REQUIRED TASK -> Write out everything from the line containing "Could you confirm whether the ribbed" down to the line containing "[[44, 55, 332, 158]]", requests included. Add 27 to every box coordinate in the answers and leave all other text unchanged.

....

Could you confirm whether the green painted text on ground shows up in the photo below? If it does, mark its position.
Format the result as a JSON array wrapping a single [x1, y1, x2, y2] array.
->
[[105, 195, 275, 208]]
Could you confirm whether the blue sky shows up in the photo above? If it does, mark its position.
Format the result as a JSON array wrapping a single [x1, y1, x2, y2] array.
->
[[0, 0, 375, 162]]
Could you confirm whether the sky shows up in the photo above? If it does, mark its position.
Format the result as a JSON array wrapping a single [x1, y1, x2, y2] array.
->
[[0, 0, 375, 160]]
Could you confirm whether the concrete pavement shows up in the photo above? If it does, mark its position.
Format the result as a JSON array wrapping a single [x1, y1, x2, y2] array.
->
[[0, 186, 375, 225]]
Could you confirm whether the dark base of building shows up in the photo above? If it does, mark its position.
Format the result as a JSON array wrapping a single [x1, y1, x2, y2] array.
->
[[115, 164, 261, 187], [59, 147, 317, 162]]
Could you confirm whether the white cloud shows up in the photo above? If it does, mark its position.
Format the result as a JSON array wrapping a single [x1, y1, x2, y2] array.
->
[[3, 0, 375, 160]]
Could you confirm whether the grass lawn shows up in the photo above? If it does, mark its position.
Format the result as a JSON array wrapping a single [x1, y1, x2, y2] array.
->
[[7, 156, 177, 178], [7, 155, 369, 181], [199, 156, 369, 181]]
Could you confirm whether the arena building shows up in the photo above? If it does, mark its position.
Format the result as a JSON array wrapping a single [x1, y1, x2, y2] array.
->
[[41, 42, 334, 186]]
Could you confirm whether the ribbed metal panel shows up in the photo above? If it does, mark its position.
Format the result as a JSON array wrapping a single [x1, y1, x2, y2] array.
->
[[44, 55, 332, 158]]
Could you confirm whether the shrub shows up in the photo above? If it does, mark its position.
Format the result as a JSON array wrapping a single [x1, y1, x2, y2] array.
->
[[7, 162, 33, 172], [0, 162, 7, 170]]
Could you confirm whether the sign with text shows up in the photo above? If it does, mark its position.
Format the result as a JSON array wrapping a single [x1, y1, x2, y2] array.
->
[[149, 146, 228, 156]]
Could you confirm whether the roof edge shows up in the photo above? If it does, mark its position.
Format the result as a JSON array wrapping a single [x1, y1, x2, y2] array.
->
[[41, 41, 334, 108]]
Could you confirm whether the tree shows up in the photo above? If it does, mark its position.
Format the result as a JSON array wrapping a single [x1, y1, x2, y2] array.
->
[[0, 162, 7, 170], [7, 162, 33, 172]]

....

REPLY TO THE TASK ->
Could you confirm whether the ribbed metal panel shows up in the photo above? If it does, mark its position.
Format the result as a JSON array wrapping a single [x1, y1, x2, y2] array.
->
[[71, 82, 359, 185]]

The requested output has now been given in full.